We therefore hold that Trinity can be held liable under the doctrine of apparent authority for the [194]*194negligence of its physicians who provide care incident to the admission of a patient to an emergency room, irrespective of the fact that the specific physician who committed the negligent act was an independent contractor. Accordingly, we reverse the decision of the court of appeals.
Because this case comes to us following motions for summary judgment, the facts before us on review are limited. In essence, they are that on January 3, 1982, Pamperin fell and injured his leg. He was thereafter taken to the emergency room at Trinity where he was examined by Dr. Ronald Schulgit (Schulgit).1 During the examination, Schulgit requested X-rays be taken of Pamperin’s lower right leg. Schulgit read the X-ray, determined there was a minor ankle fracture, splinted the fracture, and then sent Pamperin home.
The next day the X-rays were read at Trinity by Dr. Boex (Boex), a radiologist. Boex also determined there was a minor ankle fracture. However, both Boex and Schulgit failed to observe that the X-rays also revealed a comminuted fracture of the proximal tibia at the knee.
The deposition of Boex indicates that, at the time Boex read the X-rays, he was an employee of Lakeview Radiologists, S.C. (Lakeview). According to Boex, Lakeview is a service corporation which contracted with Trinity to provide diagnostic radiology for Trinity. Under the terms of the contract, Lakeview is to provide twenty-four hour radiological services. Trinity is to provide the physical facilities, equipment, and [195]*195staff. Although Lakeview is, under the contract, prohibited from engaging in any activity which will impair its ability to provide adequate radiological services, Lakeview is not prohibited from maintaining a separate practice. However, according to Boex, Lakeview provides radiological services only to Trinity.

TRY IT. Copy the part of the court opinion text between "We therefore hold" and "court of appeals.", inclusive, substituting "appellate court" for "court of appeals". You won't need the rows that follow this text.

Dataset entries
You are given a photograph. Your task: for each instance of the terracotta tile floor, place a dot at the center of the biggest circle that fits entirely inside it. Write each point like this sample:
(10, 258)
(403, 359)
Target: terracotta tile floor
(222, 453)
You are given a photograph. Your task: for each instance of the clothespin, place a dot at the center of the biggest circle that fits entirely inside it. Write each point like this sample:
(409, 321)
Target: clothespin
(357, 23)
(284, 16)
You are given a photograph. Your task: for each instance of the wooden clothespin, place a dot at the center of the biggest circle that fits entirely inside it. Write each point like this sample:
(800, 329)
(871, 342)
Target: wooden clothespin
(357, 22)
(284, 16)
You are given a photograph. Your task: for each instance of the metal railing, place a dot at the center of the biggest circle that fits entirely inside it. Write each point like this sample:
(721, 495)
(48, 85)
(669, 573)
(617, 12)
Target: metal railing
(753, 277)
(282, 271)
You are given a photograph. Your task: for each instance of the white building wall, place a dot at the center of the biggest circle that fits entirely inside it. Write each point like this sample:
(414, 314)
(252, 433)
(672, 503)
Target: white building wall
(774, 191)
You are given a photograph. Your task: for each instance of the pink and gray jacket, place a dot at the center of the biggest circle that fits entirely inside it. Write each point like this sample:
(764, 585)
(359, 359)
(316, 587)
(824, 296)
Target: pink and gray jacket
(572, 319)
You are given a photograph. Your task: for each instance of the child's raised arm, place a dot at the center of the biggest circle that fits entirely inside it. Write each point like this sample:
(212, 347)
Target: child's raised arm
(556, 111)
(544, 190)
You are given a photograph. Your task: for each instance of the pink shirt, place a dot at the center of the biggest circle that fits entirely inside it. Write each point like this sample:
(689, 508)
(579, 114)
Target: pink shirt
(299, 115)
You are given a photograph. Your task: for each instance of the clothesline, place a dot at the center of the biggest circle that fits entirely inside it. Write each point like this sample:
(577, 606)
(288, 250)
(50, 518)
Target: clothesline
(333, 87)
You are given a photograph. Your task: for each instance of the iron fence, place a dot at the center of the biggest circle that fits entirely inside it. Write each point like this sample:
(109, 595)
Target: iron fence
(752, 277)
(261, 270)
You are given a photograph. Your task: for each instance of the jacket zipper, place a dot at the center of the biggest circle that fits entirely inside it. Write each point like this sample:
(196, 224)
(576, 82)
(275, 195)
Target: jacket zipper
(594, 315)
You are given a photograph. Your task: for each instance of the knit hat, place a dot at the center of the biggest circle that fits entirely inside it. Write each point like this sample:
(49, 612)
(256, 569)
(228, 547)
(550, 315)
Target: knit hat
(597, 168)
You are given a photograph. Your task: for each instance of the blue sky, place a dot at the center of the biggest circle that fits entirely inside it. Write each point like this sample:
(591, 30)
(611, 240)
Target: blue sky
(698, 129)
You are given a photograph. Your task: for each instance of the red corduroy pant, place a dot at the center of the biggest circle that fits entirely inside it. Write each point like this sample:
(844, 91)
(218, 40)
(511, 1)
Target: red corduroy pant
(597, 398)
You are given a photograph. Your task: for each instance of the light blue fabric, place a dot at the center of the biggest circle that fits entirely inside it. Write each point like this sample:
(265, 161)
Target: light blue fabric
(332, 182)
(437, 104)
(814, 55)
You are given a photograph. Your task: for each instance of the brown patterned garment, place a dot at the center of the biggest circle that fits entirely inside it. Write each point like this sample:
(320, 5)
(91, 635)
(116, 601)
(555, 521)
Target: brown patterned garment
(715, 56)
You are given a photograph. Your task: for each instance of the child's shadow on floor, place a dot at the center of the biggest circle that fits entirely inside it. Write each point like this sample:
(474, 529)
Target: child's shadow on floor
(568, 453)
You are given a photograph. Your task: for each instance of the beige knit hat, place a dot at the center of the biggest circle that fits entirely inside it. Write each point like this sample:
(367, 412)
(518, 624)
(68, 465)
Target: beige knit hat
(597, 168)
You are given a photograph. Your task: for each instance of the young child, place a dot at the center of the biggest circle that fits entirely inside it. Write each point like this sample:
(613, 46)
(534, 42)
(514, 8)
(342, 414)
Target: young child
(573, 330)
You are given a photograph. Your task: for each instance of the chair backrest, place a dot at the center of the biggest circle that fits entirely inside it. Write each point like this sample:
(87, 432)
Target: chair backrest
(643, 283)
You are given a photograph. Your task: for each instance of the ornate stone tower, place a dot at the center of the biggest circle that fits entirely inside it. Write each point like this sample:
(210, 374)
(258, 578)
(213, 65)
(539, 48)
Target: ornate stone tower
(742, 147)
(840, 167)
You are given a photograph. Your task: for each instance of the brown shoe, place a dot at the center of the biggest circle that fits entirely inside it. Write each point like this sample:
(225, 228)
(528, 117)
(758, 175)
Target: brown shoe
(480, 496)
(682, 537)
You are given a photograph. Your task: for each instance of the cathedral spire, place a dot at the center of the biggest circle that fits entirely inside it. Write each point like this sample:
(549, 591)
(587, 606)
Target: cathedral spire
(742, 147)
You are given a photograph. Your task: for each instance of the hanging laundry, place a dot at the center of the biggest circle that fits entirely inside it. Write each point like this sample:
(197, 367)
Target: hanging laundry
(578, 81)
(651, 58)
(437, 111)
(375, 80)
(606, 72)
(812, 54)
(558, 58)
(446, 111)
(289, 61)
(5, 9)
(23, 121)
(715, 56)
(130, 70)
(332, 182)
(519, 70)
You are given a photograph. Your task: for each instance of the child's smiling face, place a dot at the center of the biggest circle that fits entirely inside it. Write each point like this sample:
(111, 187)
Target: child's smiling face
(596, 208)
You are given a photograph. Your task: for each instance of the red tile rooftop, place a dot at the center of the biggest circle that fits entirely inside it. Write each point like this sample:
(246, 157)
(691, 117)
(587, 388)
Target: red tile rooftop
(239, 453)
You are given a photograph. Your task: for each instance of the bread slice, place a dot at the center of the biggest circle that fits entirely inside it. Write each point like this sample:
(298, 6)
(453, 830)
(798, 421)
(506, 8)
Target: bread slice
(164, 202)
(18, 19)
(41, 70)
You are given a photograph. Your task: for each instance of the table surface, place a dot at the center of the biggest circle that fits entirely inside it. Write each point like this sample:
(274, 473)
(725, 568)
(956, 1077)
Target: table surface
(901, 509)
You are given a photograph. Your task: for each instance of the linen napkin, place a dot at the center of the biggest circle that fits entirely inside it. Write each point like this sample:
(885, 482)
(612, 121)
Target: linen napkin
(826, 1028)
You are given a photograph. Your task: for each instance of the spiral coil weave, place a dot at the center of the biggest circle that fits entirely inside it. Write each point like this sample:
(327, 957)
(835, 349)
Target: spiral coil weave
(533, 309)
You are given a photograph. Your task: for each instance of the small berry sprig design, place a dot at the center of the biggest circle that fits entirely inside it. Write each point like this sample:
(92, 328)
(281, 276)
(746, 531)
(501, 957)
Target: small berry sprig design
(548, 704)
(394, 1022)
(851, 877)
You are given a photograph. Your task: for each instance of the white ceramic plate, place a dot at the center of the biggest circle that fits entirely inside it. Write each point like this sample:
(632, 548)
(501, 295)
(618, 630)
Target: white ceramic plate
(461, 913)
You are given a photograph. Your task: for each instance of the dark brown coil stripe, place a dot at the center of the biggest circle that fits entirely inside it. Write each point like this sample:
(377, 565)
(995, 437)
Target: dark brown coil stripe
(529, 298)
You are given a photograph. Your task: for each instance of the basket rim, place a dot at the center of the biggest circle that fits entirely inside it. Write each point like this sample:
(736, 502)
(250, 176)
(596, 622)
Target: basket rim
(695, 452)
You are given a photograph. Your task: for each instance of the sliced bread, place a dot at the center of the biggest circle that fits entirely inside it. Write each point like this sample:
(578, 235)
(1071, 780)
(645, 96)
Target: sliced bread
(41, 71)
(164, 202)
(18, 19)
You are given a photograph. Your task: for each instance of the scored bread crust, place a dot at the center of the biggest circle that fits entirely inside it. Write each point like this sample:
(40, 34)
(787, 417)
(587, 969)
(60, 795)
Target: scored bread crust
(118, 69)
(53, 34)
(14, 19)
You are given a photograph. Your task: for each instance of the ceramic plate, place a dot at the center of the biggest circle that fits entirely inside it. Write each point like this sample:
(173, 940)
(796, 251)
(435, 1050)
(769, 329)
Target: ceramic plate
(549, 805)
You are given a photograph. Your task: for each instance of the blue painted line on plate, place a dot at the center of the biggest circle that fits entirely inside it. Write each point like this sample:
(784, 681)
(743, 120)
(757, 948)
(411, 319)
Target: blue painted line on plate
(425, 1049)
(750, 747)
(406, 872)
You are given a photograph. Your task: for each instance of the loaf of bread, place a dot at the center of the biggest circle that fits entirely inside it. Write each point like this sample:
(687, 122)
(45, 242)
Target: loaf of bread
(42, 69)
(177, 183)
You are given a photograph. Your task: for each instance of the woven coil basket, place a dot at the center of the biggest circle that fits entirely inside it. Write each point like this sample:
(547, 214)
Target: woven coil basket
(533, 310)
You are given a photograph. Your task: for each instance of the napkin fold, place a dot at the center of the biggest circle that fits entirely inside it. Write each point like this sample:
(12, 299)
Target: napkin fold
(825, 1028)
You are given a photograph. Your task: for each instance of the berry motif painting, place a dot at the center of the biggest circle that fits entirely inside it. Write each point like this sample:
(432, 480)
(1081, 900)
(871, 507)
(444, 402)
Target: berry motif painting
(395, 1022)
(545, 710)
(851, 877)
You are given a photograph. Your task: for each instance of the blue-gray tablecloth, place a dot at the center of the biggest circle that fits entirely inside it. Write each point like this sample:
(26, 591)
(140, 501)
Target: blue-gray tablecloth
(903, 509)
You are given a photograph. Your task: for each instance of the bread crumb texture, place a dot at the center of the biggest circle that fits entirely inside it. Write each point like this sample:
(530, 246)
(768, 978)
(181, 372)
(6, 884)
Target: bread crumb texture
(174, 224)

TASK OUTPUT.
We therefore hold that Trinity can be held liable under the doctrine of apparent authority for the [194]*194negligence of its physicians who provide care incident to the admission of a patient to an emergency room, irrespective of the fact that the specific physician who committed the negligent act was an independent contractor. Accordingly, we reverse the decision of the appellate court.